DESCRIPTION OF THE TASK:
The records that follow are to be repeated exactly, with the pictures removed.

** INFORMATION follows **

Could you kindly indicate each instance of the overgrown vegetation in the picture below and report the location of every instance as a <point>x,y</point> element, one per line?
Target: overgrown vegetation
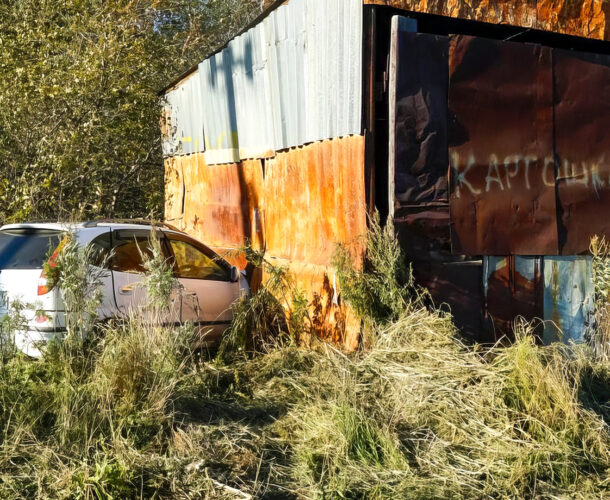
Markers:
<point>382,289</point>
<point>418,414</point>
<point>600,250</point>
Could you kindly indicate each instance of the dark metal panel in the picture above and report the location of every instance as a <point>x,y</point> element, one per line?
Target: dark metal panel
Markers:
<point>418,118</point>
<point>582,123</point>
<point>454,282</point>
<point>500,147</point>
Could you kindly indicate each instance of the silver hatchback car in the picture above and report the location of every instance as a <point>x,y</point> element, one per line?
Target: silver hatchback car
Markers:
<point>209,284</point>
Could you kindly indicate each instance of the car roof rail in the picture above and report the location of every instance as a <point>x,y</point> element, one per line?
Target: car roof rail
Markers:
<point>143,222</point>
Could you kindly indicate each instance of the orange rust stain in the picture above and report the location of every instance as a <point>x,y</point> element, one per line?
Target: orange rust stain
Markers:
<point>297,206</point>
<point>314,199</point>
<point>222,203</point>
<point>586,18</point>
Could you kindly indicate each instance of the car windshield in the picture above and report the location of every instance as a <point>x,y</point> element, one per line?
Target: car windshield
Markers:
<point>27,248</point>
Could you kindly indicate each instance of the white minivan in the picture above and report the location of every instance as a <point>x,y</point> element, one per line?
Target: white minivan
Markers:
<point>209,285</point>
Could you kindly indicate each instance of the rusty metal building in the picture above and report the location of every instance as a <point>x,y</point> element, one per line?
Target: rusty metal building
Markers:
<point>480,127</point>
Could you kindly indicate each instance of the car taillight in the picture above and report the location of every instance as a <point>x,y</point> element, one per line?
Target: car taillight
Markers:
<point>43,283</point>
<point>43,287</point>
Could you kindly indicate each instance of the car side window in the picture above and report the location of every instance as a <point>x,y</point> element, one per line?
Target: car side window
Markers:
<point>192,263</point>
<point>128,248</point>
<point>102,246</point>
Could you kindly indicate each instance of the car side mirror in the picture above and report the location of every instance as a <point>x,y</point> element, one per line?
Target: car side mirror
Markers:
<point>234,274</point>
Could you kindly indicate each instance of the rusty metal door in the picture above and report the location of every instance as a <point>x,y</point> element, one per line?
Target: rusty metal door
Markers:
<point>418,173</point>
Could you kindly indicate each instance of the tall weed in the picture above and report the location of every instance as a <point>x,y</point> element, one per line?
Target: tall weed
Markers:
<point>382,288</point>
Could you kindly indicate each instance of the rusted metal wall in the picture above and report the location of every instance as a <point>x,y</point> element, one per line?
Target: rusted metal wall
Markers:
<point>586,18</point>
<point>501,148</point>
<point>569,298</point>
<point>582,123</point>
<point>296,206</point>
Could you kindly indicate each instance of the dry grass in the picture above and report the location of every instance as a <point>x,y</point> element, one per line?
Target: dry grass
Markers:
<point>134,413</point>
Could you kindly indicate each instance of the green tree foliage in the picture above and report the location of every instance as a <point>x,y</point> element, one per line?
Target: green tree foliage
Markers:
<point>79,105</point>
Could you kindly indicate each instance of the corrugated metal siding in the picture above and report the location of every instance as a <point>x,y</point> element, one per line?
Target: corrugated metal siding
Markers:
<point>218,107</point>
<point>184,128</point>
<point>293,79</point>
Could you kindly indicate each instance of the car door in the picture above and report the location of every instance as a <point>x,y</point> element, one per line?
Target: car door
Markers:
<point>127,264</point>
<point>208,291</point>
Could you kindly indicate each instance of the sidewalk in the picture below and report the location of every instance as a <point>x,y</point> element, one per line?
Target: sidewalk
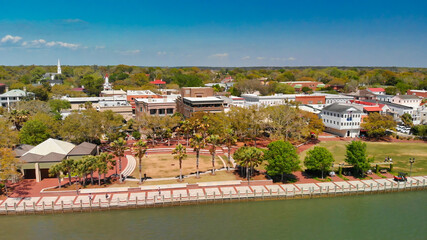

** End of INFORMATION **

ANSWER TO THIS PROBLEM:
Could you kindly indicate each instance of the overgrown vegetation in the picture below and report the location of every instance as a <point>x,y</point> element, one per line?
Target: overgrown vegetation
Markers:
<point>382,289</point>
<point>418,414</point>
<point>600,250</point>
Could you kindly indicate each instance of the dark metal panel in the picture above and report the location of every instance as a <point>x,y</point> element, one per line?
Target: dark metal panel
Markers:
<point>418,118</point>
<point>582,123</point>
<point>454,282</point>
<point>500,147</point>
Could you kindly indicate each instance of the silver hatchback car in the picture above and report the location of every instance as a <point>x,y</point> element, one per line?
Target: silver hatchback car
Markers:
<point>209,284</point>
Could you kindly indicate each instance of the car roof rail in the picture above and report the location of every instance as a <point>x,y</point> element, one per line?
Target: car roof rail
Markers:
<point>143,222</point>
Could you kindly indicate each instance of the orange rust stain in the picture above and report the location of every instance as a <point>x,y</point> element, one per line?
Target: orange rust stain
Markers:
<point>297,206</point>
<point>314,199</point>
<point>222,203</point>
<point>586,18</point>
Could you kindly indicate each instance of the car windshield in the picture above and report the location of every instance as a <point>x,y</point> element, one per line?
Target: car windshield
Markers:
<point>27,248</point>
Could you kindly indicate each instance of the white minivan in the picture above and report the location of every instance as a <point>x,y</point> element, one per line?
Target: white minivan
Markers:
<point>209,285</point>
Could you kindly indicate each instance of the rusty metal building in the picture above and report the location of every instance as a <point>x,y</point> element, one per line?
Target: rusty metal building
Markers:
<point>480,127</point>
Could you kindly indicate each instance of the car taillight in the picture above and report the location of every instance as a <point>x,y</point> element, one per line?
Target: car taillight
Markers:
<point>43,283</point>
<point>43,287</point>
Could you kindly indicate each instance of the car side window in the picture above and report the location of every instance as a <point>x,y</point> element, one per line?
Target: car side window
Markers:
<point>192,263</point>
<point>128,248</point>
<point>102,246</point>
Could you kindly indicate each instance of the car side mirror in the picture above and report the location of every instance as a <point>x,y</point> element, one per line?
Target: car side mirror
Markers:
<point>234,274</point>
Could you kindly indicate each instance of the rusty metal door in the picture above and report the location of every instance as a <point>x,y</point> element, one per line?
Target: rusty metal door
Markers:
<point>418,173</point>
Could you kindly indicate each instance of the tall weed in the picture above and report the location of every instance as a <point>x,y</point> element, one per line?
Target: tall weed
Markers:
<point>382,288</point>
Could you kindly indicate each instance of the rusted metal wall in the picture above and report the location of every instance as a <point>x,y</point> element, one per line?
Target: rusted metal wall
Markers:
<point>586,18</point>
<point>501,148</point>
<point>569,298</point>
<point>582,123</point>
<point>296,206</point>
Could you kindly indicate each instance of the dry grass in the picture above and report the location of every instance as a <point>x,y</point> element, one per line?
Target: dry grass
Markers:
<point>134,413</point>
Could you kindly indicate each instance of the green tree foliage in the picture above and report the location of every instance as a <point>x,y</point> element, one per line?
Target: green tree foliage
Markers:
<point>79,105</point>
Could you kindly indicate each instance of the corrugated metal siding in the picture above and report the location of every instance as a <point>x,y</point> element, one per line?
Target: corrugated metal siding
Markers:
<point>218,107</point>
<point>184,128</point>
<point>293,79</point>
Could you kindly indicate each instance of the car door in the picture above and report the location of every instance as a <point>x,y</point> element, one per line?
Target: car door
Markers:
<point>127,264</point>
<point>208,291</point>
Could you kindly indicate each instance of the sidewalk in the picture below and report the location of every instance as a <point>x,y</point> element, one per line?
Target: sidewalk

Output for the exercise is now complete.